▸ WRITTEN INSTRUCTION: Switch "pin" to "marker" in the part of the items that opens with the line containing "Target: dark soil" and closes with the last line of the items. Then give that part again, with everything else left unchanged.
-- Start of ENTRIES PROVIDED --
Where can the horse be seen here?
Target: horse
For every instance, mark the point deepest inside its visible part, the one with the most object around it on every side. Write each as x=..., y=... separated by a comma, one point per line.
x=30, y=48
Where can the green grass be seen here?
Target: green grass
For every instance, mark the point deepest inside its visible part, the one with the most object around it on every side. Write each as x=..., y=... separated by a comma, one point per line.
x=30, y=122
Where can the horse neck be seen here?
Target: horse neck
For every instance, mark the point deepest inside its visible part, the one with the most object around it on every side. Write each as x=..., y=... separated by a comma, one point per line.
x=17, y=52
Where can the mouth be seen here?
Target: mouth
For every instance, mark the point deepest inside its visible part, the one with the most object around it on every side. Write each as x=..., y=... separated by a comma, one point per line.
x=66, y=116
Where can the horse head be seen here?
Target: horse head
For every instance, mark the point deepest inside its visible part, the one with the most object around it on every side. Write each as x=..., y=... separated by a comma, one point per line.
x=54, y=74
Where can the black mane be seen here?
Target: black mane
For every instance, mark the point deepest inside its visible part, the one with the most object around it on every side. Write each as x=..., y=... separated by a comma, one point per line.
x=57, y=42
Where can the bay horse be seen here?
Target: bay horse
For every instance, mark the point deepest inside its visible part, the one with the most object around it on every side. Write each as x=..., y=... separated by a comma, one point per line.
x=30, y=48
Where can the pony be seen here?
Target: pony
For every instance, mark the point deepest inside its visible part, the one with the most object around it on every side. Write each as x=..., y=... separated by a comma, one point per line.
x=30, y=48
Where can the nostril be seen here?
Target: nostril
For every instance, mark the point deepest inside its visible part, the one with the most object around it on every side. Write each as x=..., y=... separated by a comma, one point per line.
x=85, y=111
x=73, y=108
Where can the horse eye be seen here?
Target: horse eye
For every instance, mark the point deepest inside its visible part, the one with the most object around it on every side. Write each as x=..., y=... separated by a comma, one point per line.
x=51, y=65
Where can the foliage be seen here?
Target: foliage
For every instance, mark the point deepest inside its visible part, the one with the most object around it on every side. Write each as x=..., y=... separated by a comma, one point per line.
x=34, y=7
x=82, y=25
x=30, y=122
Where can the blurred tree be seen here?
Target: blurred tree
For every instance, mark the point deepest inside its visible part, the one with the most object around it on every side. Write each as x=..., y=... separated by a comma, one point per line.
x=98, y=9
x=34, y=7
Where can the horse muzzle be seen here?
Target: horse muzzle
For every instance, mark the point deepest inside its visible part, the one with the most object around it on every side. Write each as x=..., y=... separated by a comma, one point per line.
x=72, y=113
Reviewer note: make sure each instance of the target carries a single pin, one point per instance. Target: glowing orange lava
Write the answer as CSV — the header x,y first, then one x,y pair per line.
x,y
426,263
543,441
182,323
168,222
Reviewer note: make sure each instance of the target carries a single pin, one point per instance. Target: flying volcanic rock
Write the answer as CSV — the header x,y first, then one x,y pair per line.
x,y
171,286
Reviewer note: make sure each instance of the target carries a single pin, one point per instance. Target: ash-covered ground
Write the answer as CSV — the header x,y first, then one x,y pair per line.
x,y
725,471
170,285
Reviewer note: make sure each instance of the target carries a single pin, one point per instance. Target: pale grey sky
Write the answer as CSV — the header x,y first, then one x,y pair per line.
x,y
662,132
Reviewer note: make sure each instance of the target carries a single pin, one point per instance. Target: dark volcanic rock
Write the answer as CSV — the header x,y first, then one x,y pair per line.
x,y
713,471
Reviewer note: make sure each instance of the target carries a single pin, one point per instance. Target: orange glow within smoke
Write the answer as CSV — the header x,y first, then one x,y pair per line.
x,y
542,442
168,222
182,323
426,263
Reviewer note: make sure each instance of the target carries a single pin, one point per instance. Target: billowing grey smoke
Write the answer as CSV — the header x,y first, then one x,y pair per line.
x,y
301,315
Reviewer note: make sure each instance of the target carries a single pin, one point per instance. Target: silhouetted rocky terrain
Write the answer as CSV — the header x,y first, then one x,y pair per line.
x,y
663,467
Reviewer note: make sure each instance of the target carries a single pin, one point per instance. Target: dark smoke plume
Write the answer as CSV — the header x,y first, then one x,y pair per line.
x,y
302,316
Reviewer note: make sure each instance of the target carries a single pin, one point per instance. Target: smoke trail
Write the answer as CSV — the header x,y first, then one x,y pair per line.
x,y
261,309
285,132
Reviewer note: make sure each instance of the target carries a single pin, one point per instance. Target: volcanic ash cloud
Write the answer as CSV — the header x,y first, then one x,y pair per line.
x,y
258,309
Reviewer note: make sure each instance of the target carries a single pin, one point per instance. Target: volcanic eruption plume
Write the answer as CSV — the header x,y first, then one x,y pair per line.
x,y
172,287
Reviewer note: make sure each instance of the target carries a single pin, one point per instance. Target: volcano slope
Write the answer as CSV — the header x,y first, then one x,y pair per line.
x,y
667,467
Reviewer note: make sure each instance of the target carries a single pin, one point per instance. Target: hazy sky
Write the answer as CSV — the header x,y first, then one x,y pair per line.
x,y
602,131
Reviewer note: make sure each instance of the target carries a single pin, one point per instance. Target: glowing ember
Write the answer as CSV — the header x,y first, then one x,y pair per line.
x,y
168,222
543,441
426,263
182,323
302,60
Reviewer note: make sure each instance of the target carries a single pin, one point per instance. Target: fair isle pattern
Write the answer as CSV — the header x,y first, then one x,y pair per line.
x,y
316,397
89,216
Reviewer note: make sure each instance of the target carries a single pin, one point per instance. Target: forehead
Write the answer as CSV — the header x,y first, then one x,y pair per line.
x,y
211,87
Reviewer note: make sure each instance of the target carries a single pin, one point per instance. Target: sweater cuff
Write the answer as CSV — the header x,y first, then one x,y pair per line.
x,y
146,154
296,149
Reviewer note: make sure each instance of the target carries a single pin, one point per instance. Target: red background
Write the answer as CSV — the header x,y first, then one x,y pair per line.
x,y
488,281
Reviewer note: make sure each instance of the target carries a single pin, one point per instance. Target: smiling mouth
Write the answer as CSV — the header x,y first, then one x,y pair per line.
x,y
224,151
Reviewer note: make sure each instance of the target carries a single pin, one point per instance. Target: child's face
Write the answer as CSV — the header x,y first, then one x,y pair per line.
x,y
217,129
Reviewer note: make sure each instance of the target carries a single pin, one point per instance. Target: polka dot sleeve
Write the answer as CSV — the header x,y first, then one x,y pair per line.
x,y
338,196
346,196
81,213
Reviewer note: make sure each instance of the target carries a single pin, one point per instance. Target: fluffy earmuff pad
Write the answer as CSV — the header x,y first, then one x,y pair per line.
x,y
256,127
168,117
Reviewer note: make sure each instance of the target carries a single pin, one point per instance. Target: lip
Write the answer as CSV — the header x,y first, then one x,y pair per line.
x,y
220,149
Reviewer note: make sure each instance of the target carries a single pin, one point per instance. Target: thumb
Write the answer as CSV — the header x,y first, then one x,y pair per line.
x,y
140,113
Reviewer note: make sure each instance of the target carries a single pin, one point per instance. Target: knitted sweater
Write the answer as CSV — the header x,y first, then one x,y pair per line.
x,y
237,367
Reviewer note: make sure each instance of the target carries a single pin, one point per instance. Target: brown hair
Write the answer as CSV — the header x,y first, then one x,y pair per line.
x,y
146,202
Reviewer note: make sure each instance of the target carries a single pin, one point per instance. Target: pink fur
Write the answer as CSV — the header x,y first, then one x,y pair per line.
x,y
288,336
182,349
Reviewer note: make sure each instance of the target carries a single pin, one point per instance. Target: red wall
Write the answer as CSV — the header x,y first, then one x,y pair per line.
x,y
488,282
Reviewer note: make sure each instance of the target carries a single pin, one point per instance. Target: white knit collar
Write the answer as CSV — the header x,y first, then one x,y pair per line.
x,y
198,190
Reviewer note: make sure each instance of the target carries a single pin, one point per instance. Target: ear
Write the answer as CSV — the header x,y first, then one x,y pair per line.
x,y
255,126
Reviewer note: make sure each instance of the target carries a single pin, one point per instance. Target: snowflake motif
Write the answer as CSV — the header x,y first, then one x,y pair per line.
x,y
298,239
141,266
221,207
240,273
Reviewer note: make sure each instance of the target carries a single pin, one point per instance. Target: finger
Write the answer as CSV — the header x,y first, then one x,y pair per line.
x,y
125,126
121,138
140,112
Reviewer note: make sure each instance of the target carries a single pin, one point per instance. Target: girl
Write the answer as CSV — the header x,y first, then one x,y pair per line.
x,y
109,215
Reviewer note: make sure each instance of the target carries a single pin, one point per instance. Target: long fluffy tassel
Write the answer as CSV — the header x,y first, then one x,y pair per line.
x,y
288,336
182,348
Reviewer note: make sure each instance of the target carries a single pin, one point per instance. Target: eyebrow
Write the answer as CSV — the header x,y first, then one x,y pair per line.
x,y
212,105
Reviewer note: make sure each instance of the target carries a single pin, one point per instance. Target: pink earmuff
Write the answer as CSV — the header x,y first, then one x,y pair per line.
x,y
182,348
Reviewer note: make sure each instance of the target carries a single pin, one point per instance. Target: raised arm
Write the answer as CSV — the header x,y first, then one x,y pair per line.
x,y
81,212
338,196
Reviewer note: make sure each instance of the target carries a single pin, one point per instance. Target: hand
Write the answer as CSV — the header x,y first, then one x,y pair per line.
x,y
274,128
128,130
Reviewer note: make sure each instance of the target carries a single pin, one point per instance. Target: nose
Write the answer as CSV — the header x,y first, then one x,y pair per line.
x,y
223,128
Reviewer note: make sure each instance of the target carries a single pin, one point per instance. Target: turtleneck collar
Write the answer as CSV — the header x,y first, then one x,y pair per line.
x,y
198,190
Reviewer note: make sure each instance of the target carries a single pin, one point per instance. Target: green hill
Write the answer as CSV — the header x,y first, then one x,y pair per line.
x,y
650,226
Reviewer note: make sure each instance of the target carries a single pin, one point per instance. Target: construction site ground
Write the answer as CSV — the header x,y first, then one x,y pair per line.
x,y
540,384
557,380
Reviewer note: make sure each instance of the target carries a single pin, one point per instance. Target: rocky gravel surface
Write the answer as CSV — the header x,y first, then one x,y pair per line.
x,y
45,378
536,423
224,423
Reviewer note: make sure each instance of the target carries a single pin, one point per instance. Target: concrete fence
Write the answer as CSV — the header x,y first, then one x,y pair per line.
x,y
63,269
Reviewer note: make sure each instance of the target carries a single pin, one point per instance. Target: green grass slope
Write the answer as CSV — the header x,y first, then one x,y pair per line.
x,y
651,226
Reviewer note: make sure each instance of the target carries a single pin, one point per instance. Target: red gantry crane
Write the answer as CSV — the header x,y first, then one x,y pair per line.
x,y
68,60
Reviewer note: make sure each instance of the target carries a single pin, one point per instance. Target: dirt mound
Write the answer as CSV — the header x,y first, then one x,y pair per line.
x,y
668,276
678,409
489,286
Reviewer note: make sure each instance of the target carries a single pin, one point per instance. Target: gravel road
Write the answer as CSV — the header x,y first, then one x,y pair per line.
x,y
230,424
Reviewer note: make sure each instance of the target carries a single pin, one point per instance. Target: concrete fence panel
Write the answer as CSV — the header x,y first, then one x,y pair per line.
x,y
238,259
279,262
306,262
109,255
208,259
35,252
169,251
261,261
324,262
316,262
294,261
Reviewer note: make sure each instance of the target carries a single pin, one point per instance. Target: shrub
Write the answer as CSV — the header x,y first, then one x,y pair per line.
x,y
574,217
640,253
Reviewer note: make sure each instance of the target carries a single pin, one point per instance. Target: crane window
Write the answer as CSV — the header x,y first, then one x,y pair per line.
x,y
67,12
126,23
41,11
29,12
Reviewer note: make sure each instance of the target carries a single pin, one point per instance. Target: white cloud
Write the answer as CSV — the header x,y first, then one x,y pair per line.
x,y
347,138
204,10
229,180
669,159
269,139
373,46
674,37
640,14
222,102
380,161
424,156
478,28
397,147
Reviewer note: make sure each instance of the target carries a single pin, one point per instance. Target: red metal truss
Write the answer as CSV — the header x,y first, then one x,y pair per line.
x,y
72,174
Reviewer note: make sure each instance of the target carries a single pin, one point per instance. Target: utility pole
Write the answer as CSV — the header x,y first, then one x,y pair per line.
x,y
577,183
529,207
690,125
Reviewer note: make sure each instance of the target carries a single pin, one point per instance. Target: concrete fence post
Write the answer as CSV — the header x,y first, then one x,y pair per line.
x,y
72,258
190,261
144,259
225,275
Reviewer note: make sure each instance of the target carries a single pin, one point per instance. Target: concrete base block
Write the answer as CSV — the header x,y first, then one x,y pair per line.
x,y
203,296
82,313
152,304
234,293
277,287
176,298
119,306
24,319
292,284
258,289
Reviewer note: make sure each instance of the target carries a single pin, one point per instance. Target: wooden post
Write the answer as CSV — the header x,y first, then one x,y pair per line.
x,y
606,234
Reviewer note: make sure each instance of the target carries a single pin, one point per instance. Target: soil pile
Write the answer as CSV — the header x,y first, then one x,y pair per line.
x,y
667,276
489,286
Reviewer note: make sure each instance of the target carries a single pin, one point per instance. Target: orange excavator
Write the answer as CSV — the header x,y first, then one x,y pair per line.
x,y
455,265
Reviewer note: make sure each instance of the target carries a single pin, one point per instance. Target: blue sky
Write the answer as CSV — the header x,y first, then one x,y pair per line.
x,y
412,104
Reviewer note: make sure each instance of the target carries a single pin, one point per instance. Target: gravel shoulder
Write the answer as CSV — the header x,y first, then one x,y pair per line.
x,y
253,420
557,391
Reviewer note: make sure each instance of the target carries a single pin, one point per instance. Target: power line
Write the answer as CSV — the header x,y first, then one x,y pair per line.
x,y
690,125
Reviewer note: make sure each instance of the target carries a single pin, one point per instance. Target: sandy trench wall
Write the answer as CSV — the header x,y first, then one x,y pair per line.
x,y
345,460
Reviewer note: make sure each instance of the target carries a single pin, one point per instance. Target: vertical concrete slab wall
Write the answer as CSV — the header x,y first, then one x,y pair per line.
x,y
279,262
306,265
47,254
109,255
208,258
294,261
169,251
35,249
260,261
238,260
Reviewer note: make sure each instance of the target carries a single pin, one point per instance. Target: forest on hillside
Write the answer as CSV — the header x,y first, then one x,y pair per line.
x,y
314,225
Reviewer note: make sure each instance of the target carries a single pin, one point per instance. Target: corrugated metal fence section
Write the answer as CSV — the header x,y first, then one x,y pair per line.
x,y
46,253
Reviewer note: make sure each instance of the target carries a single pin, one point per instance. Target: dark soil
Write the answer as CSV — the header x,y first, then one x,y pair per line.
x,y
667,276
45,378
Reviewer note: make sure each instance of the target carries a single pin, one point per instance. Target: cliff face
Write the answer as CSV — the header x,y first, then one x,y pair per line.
-- End of ENTRIES PROVIDED --
▸ PROBLEM SOLUTION:
Reviewer note: make sure each instance of the target carries a single marker, one point per instance. Target: dark soil
Write the answer as CSV — the header x,y first, then one x,y pair per line.
x,y
667,276
45,378
Reviewer note: make sure each instance of the target carries a single marker, one point per instance. Target: cliff face
Write the answer as CSV — the header x,y first, then one x,y pair per line.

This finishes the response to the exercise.